SHORT PROBLEM |
List each line below that contains the word "shoe", copying the lines in full.

◆ ◆ ◆ ◆

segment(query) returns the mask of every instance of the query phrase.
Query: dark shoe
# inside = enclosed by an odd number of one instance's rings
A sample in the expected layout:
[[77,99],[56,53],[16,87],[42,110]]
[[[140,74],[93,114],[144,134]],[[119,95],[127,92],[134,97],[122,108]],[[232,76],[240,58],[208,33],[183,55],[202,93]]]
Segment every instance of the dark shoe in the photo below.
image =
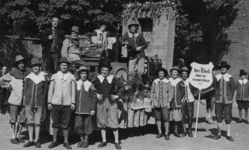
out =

◆ ◆ ◆ ◆

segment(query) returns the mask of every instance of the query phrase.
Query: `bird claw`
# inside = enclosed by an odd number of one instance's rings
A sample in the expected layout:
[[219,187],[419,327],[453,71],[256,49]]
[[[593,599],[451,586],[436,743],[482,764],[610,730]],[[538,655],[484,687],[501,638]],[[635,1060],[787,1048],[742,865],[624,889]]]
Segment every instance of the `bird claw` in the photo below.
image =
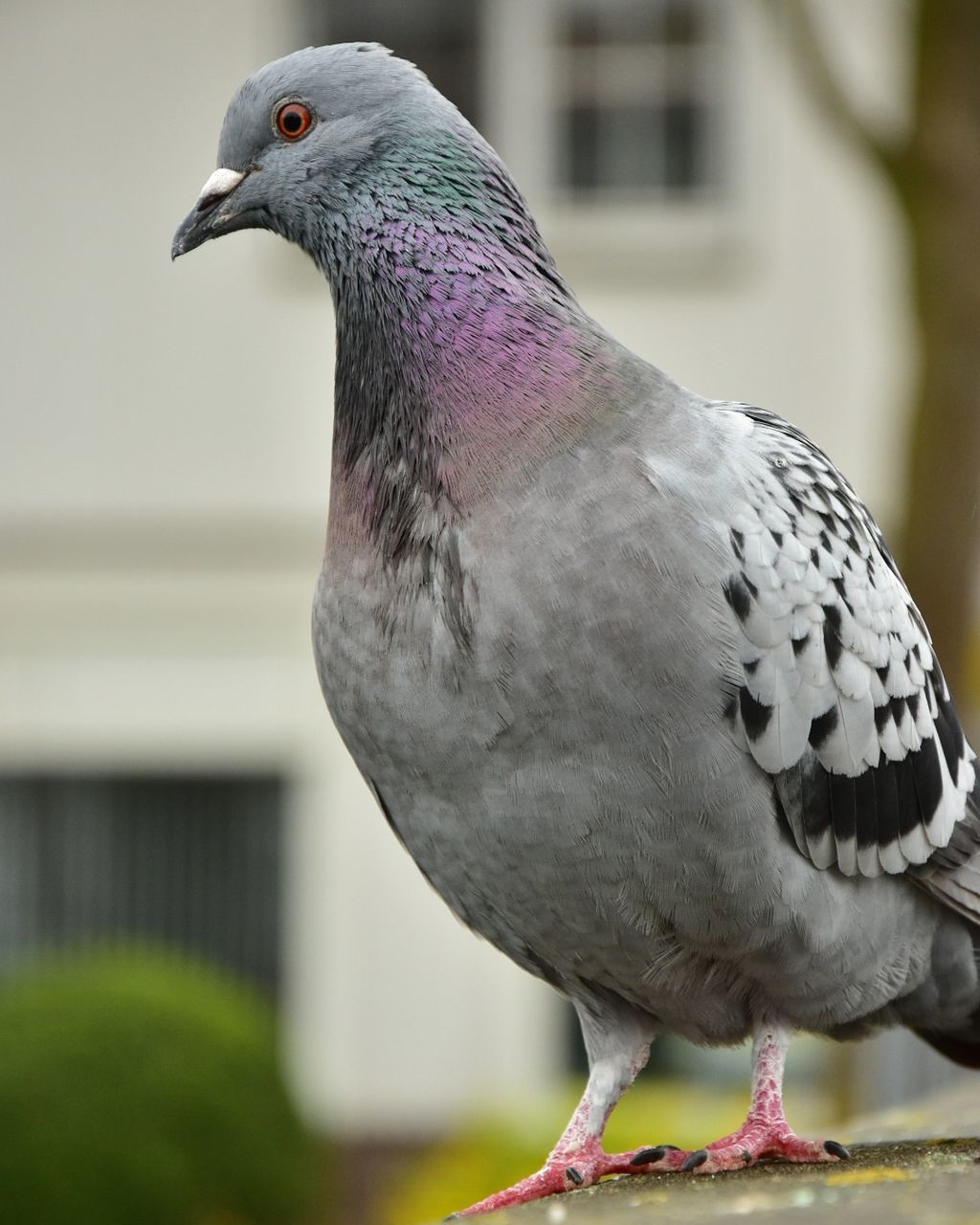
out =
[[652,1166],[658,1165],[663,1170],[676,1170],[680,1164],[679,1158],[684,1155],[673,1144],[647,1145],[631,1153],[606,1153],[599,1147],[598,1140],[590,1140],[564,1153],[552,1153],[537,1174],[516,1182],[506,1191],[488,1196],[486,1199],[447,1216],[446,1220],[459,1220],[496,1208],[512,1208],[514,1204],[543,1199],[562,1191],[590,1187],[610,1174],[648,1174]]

◆ ◆ ◆ ◆

EXERCISE ANSWER |
Query: dark shoe
Segment every instance of the dark shoe in the photo below.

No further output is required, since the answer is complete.